* Data supplied:
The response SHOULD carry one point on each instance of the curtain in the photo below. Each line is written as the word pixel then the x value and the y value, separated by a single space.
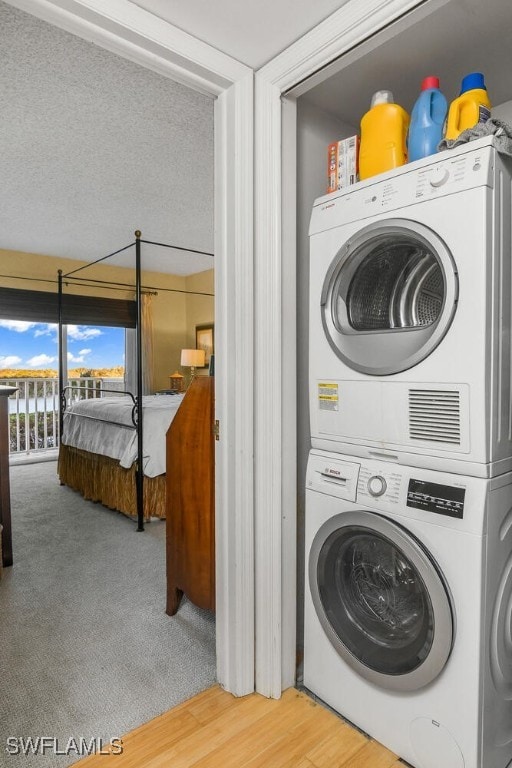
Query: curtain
pixel 130 362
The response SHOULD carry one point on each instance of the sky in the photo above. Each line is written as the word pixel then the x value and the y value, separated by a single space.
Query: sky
pixel 34 346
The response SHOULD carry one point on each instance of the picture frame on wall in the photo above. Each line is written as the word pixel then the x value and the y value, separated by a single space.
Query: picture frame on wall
pixel 205 340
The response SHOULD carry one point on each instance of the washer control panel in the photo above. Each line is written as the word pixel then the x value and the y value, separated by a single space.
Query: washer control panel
pixel 379 484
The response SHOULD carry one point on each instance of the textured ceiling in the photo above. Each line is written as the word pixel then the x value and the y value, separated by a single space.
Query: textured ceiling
pixel 251 32
pixel 94 147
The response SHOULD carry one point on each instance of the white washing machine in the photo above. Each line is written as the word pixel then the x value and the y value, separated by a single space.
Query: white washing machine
pixel 408 607
pixel 411 314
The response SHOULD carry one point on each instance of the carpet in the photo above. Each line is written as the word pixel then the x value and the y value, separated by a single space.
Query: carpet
pixel 86 648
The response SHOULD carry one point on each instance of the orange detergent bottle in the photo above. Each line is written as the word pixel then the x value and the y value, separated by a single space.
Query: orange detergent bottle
pixel 383 136
pixel 472 106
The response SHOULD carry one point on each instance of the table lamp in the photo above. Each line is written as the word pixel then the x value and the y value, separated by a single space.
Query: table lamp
pixel 192 358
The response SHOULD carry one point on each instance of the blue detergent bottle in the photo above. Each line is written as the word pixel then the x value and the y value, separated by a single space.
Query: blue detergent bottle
pixel 427 120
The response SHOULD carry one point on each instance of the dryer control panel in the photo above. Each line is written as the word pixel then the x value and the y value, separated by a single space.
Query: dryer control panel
pixel 465 167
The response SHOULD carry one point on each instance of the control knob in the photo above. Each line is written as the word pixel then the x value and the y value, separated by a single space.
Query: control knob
pixel 377 485
pixel 438 177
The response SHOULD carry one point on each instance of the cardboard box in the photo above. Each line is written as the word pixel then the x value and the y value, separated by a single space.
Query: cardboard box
pixel 342 163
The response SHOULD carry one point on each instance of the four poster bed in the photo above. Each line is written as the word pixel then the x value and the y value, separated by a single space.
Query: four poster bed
pixel 112 449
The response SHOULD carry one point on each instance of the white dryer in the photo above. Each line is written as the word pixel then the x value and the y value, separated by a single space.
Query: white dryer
pixel 408 601
pixel 411 313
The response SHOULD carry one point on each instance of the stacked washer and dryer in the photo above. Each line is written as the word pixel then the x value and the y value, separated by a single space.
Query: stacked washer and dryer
pixel 408 596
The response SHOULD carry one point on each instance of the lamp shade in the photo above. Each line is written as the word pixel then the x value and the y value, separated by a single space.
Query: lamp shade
pixel 194 358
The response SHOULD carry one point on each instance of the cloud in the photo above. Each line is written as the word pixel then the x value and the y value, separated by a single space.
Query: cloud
pixel 42 359
pixel 46 330
pixel 9 361
pixel 20 326
pixel 80 358
pixel 81 332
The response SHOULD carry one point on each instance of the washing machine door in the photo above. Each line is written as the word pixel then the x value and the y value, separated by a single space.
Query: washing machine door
pixel 381 599
pixel 389 297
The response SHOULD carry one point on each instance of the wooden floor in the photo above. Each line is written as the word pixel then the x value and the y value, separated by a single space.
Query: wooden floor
pixel 215 729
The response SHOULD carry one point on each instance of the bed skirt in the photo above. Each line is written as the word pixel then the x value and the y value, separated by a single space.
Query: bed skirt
pixel 100 478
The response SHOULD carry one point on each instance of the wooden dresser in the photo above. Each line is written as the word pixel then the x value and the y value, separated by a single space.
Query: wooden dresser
pixel 190 500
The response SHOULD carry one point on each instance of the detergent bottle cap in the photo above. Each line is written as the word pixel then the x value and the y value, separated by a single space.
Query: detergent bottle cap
pixel 382 97
pixel 473 80
pixel 429 82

* Stated problem: Copy the material above word for word, from start to finish, and leave out any picture.

* Result for this exercise:
The response SHOULD carry one point on each instance of the curtain in the photo below. Each line is written as the word pixel then the x value and the y value, separated by a single space.
Query: curtain
pixel 130 362
The response SHOULD carry one point on each instance of the sky in the photo above. Each line is written as the word pixel then the x value and the y value, separated by a single space.
Query: sky
pixel 34 346
The response SHOULD carry one point on each instance of the picture frame on wall in the photo above. Each line is written as the word pixel then the x value and the y value, separated by a single space.
Query: picture frame on wall
pixel 205 340
The response SHOULD carry one point on each instance of the washer control panel in the photo above. Each line is written as the word pixel then the x value and the y value, separated by a single space.
Query: washer control panel
pixel 379 484
The response SHOULD carry one point on each instance of the textured ceiling in the photo above. Each line is written as the word pixel then the x value and the y value, separated by a single space.
Query: textured ceiling
pixel 251 32
pixel 94 147
The response SHOULD carry one point on each instance of the white washing machine in the photo above. Each line is written as the word pixel then the x value and the y value, separated by a single space.
Query: white washing machine
pixel 408 607
pixel 411 314
The response SHOULD carry one point on each instance of the carpet in the photo above. Each line is written as the word pixel then the x value and the y value, separated by a single space.
Query: carpet
pixel 86 648
The response SHOULD carry one point on each instance of the orange detergent bottle in the photo above. Each line is written as the word pixel then the x value and the y value, separated by a single space.
Query: orange detergent bottle
pixel 383 136
pixel 472 106
The response SHOULD carry one point on each instance of the table lamp in the photo above. Each line is written as the word pixel then the x value and the y value, separated by a single space.
Query: table lamp
pixel 192 358
The response SHOULD carry one point on each instance of the blue detergent bottle in the photo above. Each line is written as the word pixel then the x value and the y value, separated by a single space.
Query: blue detergent bottle
pixel 427 120
The response SHOULD carry one point on each instance of the dryer control panel in the photo above. Each line is written as the word pixel then the x value and the y value, separated by a single space.
Query: dryer control panel
pixel 465 167
The response SHOULD carry one point on each instance of the control knob in the photo above. Each line is written as the word pixel then the x value and the y value, separated by a single space.
Query: control knob
pixel 377 485
pixel 438 177
The response SHOULD carry one point on each instance of the cardboard box in the photo above. Each line is written as the word pixel then the x value and the y value, separated by a single space.
Query: cardboard box
pixel 342 163
The response SHOULD carry one point on each instance of the four poster bed in the photo above. Each line is written as the word pixel then the x value and the y value, separated by a single space.
Query: four poster bed
pixel 112 449
The response SHOULD carry one point on each instance of the white dryer in the photo above. Each line is written as the word pixel then the x value and the y value, separated by a single space.
Query: white dryer
pixel 408 601
pixel 411 313
The response SHOULD carry one point on each instance of the stacked washer and dryer in the photo above. Each line is written as the word pixel then the x value and the y value, separated by a single space.
Query: stacked washer and dryer
pixel 408 596
The response SHOULD carry one point on each instance of the lamp shade in the photo above. Each line is written as the word pixel then the x value and the y value, separated by a single space.
Query: lamp shade
pixel 194 358
The response SHOULD carry one point on each instance of the cloud in the photo above. Each line is written as the word pixel then the x value and the y value, separated by a single space.
Query: cloud
pixel 42 359
pixel 46 330
pixel 9 361
pixel 20 326
pixel 80 358
pixel 81 332
The response SHOULD carry one point on each instance of the washing machine door in the photo above. Each line is written as the word pixel then the x value and the y value, separated by a single space.
Query: washing machine door
pixel 381 599
pixel 389 297
The response SHOULD carry one point on each instance of the wooden floor in the photo above. Each line is written as the word pixel then the x value and the y value, separated by a single space.
Query: wooden floor
pixel 215 729
The response SHOULD carry one point on each instance of the bed skirt in the photo above. Each line is written as the word pixel then the x value and the y value, separated by a single space.
Query: bed skirt
pixel 100 478
The response SHOULD carry one point on each instance of the wooden dresser in the photo above. Each line is written as the word pixel then the x value and the y value, separated by a single space.
Query: wooden dresser
pixel 190 500
The response SHOULD carry one point on each instance of the detergent bottle cap in the photo above. Each line is written as the word pixel then the x value and the y value, separated by a single space.
Query: detergent bottle cap
pixel 382 97
pixel 473 80
pixel 429 82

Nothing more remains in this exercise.